FRAGMENTO DEL TEXTO
*****

Desde luego, el humor no ha quedado viejo en La cabeza del dragón (aunque hay más de un legítimo aderezo contemporáneo) y lo grave sigue estando: las aventuras del honesto Príncipe Verdemar, su liberación del duende, su huida del palacio paterno, su enfrentamiento al rufián en la venta y su enfrentamiento al dragón para conseguir la mano de la Infantina me conmueven. Esto que he llamado son las aventuras y una cosa más, lo más difícil de describir, la poesía: el enigma de esos jardines simbolistas maeterlinckianos y la atmósfera general no induce necesariamente a la risa crítica, en absoluto. ¿Adónde nos pretende transportar ese texto? Ciertamente, podrían contemplarse estas cosas (aventura y poesía) también de rodillas: no por tratarse de un cuentecillo ingenuo y aleccionador, sino por la encendida llama de la lámpara del misterio.
La cabeza del dragón es un texto donde cabe todo. Miranda ha decidido leerlo en una clave esperpéntica y liberada: en su versión suena también Nathy Peluso. Pero, finalmente, me resulta curioso que la directora cite en el prospecto y en la obra una cita de La lámpara maravillosa, de 1916. Aquí, también en el Teatro María Guerrero, se pueden encontrar estas palabras de este singular ensayo quietista:
“Cuando mires tu imagen en el espejo mágico, evoca tu sombra de niño. Quien sabe del pasado, sabe del porvenir”.
Un poco antes, en esa misma sección de La lámpara maravillosa (“El anillo de Giges”, parte VI), considera Valle unas sensaciones del pasado de la infancia: “Hasta entonces nunca había descubierto aquella intuición de eternidad que se me mostraba de pronto al evocar la infancia”.
Por tanto, hay en Valle un ejercicio espiritual de primer orden en toda regresión a lo infantil. Esta obra es un poco su Alicia en el país de las maravillas. En el primer Valle, el Valle del ciclo gallego y de las Sonatas, ya hay una indudable gnosis modernista que conecta al escritor con sus experiencias de niño, en su tierra nativa: lo grotesco de sus cuentos y dramas se mezcla, merced al lenguaje y al tremendo poder evocador de unas imágenes con otras, con historias de caballeros y cuentos mágicos. Pero, sin enredarnos con demasiado distingo, podríamos decir que el Valle grotesco, el Valle eterno-maravilloso y el Valle descacharrante con militarotes como gárgolas y reinas bobas se dan cita en esta obrita para niños. Yo creo que, aunque la directora de esta estimable y muy divertida obra tiene en cuenta el quietismo órfico-pitagórico-molinista de lo infantil en Valle, ha optado por el retablo de esperpentos para hacer reír a los mayores.

*****

REGISTROS PROPORCIONADOS
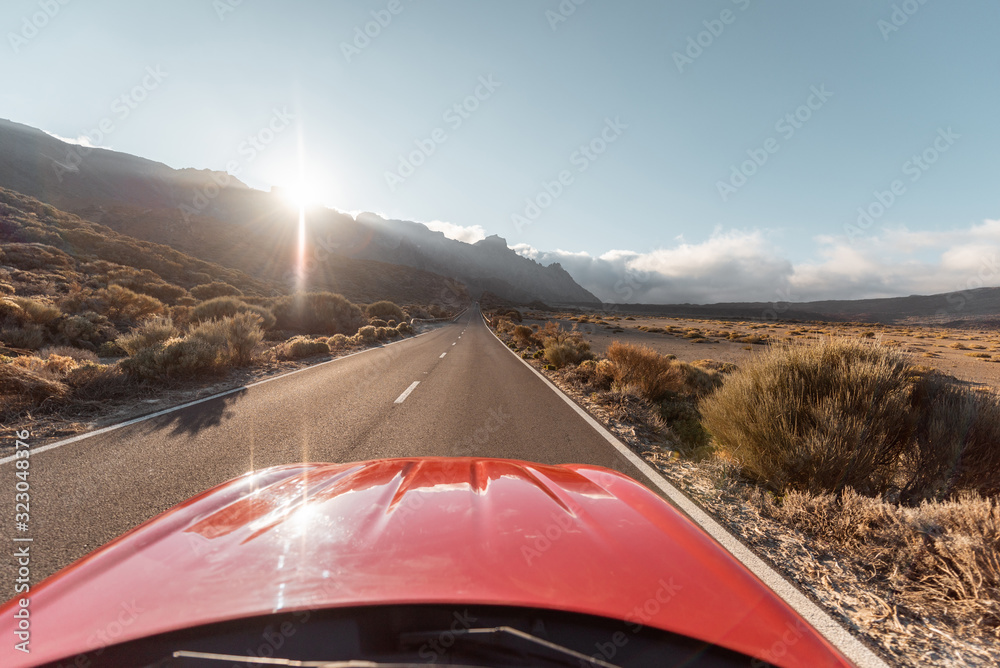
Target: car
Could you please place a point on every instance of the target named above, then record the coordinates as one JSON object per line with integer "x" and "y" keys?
{"x": 449, "y": 561}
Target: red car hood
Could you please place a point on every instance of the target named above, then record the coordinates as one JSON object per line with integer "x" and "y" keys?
{"x": 437, "y": 530}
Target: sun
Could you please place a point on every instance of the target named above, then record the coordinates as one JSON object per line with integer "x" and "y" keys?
{"x": 301, "y": 194}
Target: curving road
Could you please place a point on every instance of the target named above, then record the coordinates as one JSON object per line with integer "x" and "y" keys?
{"x": 471, "y": 398}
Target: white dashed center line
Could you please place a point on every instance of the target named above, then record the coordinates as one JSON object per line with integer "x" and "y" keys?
{"x": 401, "y": 398}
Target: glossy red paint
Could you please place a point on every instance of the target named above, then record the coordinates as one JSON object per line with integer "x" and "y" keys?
{"x": 434, "y": 530}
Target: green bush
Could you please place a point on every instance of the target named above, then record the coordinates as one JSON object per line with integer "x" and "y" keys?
{"x": 317, "y": 313}
{"x": 150, "y": 334}
{"x": 816, "y": 418}
{"x": 213, "y": 290}
{"x": 385, "y": 310}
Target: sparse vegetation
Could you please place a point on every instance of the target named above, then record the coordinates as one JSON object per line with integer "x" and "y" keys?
{"x": 385, "y": 310}
{"x": 302, "y": 346}
{"x": 321, "y": 313}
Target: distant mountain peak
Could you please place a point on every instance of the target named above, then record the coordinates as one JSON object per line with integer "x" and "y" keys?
{"x": 492, "y": 240}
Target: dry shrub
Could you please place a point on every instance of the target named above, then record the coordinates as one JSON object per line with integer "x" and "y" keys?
{"x": 123, "y": 305}
{"x": 36, "y": 311}
{"x": 317, "y": 313}
{"x": 385, "y": 310}
{"x": 28, "y": 336}
{"x": 957, "y": 439}
{"x": 366, "y": 334}
{"x": 176, "y": 359}
{"x": 655, "y": 376}
{"x": 100, "y": 382}
{"x": 816, "y": 418}
{"x": 77, "y": 354}
{"x": 570, "y": 351}
{"x": 938, "y": 558}
{"x": 243, "y": 334}
{"x": 227, "y": 307}
{"x": 524, "y": 336}
{"x": 302, "y": 346}
{"x": 87, "y": 328}
{"x": 149, "y": 334}
{"x": 338, "y": 342}
{"x": 25, "y": 383}
{"x": 213, "y": 290}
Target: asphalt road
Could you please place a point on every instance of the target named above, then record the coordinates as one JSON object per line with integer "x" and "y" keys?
{"x": 473, "y": 399}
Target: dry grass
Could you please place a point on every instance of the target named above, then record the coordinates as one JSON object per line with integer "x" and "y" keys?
{"x": 654, "y": 376}
{"x": 300, "y": 347}
{"x": 819, "y": 418}
{"x": 939, "y": 559}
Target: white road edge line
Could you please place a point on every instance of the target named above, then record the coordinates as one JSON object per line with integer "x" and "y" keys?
{"x": 821, "y": 620}
{"x": 165, "y": 411}
{"x": 401, "y": 398}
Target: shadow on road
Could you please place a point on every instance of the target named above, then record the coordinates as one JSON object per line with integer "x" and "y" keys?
{"x": 194, "y": 419}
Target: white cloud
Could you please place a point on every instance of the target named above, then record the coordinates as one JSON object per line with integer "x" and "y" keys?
{"x": 741, "y": 265}
{"x": 469, "y": 234}
{"x": 82, "y": 140}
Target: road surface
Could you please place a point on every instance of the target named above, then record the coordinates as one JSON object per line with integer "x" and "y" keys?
{"x": 455, "y": 391}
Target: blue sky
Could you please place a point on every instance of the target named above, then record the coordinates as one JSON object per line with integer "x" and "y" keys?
{"x": 670, "y": 97}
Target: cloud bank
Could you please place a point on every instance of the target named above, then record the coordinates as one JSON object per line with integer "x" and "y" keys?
{"x": 746, "y": 265}
{"x": 469, "y": 234}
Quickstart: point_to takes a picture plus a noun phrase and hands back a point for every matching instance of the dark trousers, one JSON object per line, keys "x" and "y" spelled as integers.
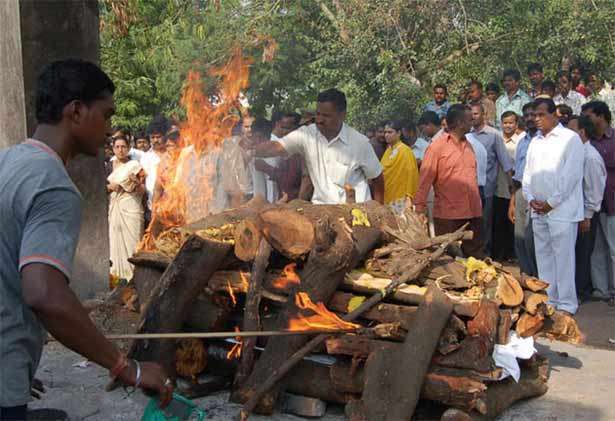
{"x": 473, "y": 247}
{"x": 503, "y": 231}
{"x": 583, "y": 251}
{"x": 14, "y": 413}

*****

OBJETIVO DE TAREA
Retoma el texto sobre La cabeza del dragón y continúalo a partir de su última oración.

RESULTADO DEL EJERCICIO
Otros, los adoradores del 1900, habrán querido oír más de la fuente decadentista, en lo hondo de esos jardines de palacios absurdos: hágase, pues, otra versión más. Aún seguimos investigando todos, espectadores y directores, actores y tramoyistas, las posibilidades grandes de la obra dramática de este escritor: admira que las obras de nuestro gran dramaturgo moderno llegaran tan tardíamente a los escenarios y que sean aún hoy, en otoño de 2022, tarea pendiente.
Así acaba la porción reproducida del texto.